Studio album by Marcus Miller
- Released: May 8, 2001
- Studio: Hannibal Studios (Santa Monica, California); Camel Recording Studio, Milky Way Technics, Garage Sale Recording and Universal Music Studios (Los Angeles, California); Larrabee Sound Studios (North Hollywood, California); Sound On Sound (New York City, New York); Groid Studios (New Rochelle, New York); Strawberry Skies (West Columbia, South Carolina); AR Studios (Rio de Janeiro, Brazil);
- Genre: Jazz fusion
- Length: 65:22
- Label: Telarc Records
- Producer: Marcus Miller; David Isaac;

Marcus Miller chronology
| Live & More (1997) | M^{2} (2001) | The Ozell Tapes (2002) |

= M² (album) =

M^{2} is a studio album by Jazz fusion musician Marcus Miller, released in 2001 on Telarc Records.
This album won the 2002 Grammy Award for Best Contemporary Jazz Album.

Professional ratings
Review scores
| Source | Rating |
| Allmusic | Star |
| Atlanta Journal Constitution | (B) |

==Critical reception==
Sonia Murray of the Atlanta Journal Constitution, in a B review declared, "on occasion, the past bandmate of Miles Davis, Steely Dan's Donald Fagen, George Benson and others steps out front and graces us with a solo project. And his first such effort in seven years -- even in its funk tendencies -- evokes the kind of ease and beauty that makes the word "grace" appropriate."

Rob Theakston of Allmusic in a 4/5 star review commented, "Marcus Miller continues to display his multi-instrument virtuosity with M², and while the order of the day is still smooth jazz, there's more of a soulful R&B edge than the majority of his previous work. It also features an all-star cast that includes Herbie Hancock, Branford Marsalis, Raphael Saadiq, Paul Jackson, Jr., and Lenny White among others."

==Track listing==
All tracks composed by Marcus Miller except where noted.
********
■ EXERCISES TO COMPLETE ■
1. According to the M² album page, are these statements true? Answer each with yes or no, and quote the words from the page that decide it.
(a) The album was released on Telarc Records.
(b) The album won the 2002 Grammy Award for Best R&B Album.
(c) Sonia Murray rated the album 4/5 stars.
2. Translate this sentence from the M² album page into Spanish: "This album won the 2002 Grammy Award for Best Contemporary Jazz Album."
3. Write the next part of the M² album page, starting after its last line.
The records that come next are separate material and have no connection to the M² album page.

■ LISTING ■
********
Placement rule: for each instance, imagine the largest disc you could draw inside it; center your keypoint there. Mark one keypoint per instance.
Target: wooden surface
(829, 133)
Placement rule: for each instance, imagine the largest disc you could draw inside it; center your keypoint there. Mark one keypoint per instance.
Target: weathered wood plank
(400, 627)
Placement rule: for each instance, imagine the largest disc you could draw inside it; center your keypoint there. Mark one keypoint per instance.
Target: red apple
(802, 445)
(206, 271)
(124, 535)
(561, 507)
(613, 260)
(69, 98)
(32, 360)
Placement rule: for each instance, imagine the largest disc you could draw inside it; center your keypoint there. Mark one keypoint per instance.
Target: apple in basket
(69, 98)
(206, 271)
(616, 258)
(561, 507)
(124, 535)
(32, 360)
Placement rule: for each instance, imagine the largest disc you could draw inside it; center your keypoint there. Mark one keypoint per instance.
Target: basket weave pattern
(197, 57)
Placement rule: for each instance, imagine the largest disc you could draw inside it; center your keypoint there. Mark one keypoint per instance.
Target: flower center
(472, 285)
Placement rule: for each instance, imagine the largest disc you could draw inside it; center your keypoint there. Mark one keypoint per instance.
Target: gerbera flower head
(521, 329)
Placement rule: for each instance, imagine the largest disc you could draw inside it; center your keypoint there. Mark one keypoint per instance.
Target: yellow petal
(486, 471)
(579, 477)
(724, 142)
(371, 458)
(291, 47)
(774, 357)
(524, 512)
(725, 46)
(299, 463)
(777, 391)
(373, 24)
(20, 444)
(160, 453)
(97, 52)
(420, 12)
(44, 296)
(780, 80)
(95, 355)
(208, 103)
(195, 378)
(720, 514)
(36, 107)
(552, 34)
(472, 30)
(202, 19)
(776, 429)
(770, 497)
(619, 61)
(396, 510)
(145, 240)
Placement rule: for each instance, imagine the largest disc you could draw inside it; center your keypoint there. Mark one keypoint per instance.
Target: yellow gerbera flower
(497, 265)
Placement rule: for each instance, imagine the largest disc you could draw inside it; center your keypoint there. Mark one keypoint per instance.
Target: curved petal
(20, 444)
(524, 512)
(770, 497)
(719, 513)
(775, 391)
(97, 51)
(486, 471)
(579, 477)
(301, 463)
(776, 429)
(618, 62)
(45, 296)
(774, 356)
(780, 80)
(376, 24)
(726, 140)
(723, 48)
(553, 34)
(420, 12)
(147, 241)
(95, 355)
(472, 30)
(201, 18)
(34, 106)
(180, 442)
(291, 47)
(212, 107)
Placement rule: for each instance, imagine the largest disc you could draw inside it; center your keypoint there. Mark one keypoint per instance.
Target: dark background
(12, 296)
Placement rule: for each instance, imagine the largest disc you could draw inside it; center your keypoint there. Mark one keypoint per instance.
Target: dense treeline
********
■ ANSWER SET ■
1.
(a) Yes: "released in 2001 on Telarc Records."
(b) No: "won the 2002 Grammy Award for Best Contemporary Jazz Album."
(c) No: "in a B review declared"

2. Este álbum ganó el premio Grammy de 2002 al Mejor Álbum de Jazz Contemporáneo.

3.
1. "Power" – 4:37
2. "Lonnie's Lament" (John Coltrane) – 5:39
3. "Boomerang" – 5:49
4. "Nikki's Groove" – 3:28
5. "Goodbye Pork Pie Hat" (Charles Mingus) – 3:34
6. "Ozell (Interlude 1)" – 0:48
7. "Burning Down the House" (David Byrne, Jerry Harrison, Chris Frantz, Tina Weymouth) – 6:54
8. "It's Me Again" – 6:05
9. "Cousin John" – 4:42
10. "Ozell (Interlude 2)" – 0:39
11. "3 Deuces" – 5:51
12. "Red Baron" (Billy Cobham) – 6:38
13. "Ozell (Interlude 3)" – 1:01
14. "Your Amazing Grace" – 7:43
15. "Boomerang Reprise" – 1:54

== Personnel ==
- Marcus Miller – Wurlitzer electric piano (1), synthesizers (1–8, 10–15), vocoder (1, 4), bass guitars (1, 8, 12, 14), drum programming (1–6, 10, 13, 14), scratches (1, 6, 10, 12–13), organ (2, 11), guitars (2, 11), bass guitar (2–4, 7, 9, 11, 15), tenor saxophone (2, 6, 10, 12–14), bass clarinet (2, 5, 7, 9, 10, 13–15), lead vocals (3), acoustic bass (3), vocals (4), Fender Rhodes (4, 7–9, 12), synth bass (4, 15), alto saxophone (4), fretless basses (5), B♭ clarinet (5, 9), fretless bass (6, 10, 13), rhythm guitar (7), Roland TR-808 (7), backing vocals (8), clavinet (9), ambient synthesizer (9), talking synth bass (9), electric guitar (10, 13), radio (11), guitar effects (12), percussion programming (12, 14, 15), vibraphone (12), acoustic guitar (13), soprano saxophone (14)
- Bernard Wright – Fender Rhodes (1, 7), organ (4)
- Herbie Hancock – acoustic piano (3), acoustic piano solo (5)
- Paul Jackson, Jr. – acoustic guitar (3, 8), guitars (4), dobro (9)
- Hiram Bullock – lead guitar (7), guitars (12, 15)
- Leroy Taylor – synth bass (2, 7, 12), Fender Rhodes (15)
- Poogie Bell – drums (7, 9, 11–12, 15)
- David Isaac – water effects (1), hi-string note (1), tom overdubs (7), cowbell (7), triangle (7), percussion programming (11)
- Mino Cinelu – percussion (6, 8–10, 13)
- Kenny Garrett – alto saxophone (2, 12), alto sax solo (7, 15)
- Branford Marsalis – soprano sax solo (2, 8)
- Hubert Laws – flute solo (2), flute (9)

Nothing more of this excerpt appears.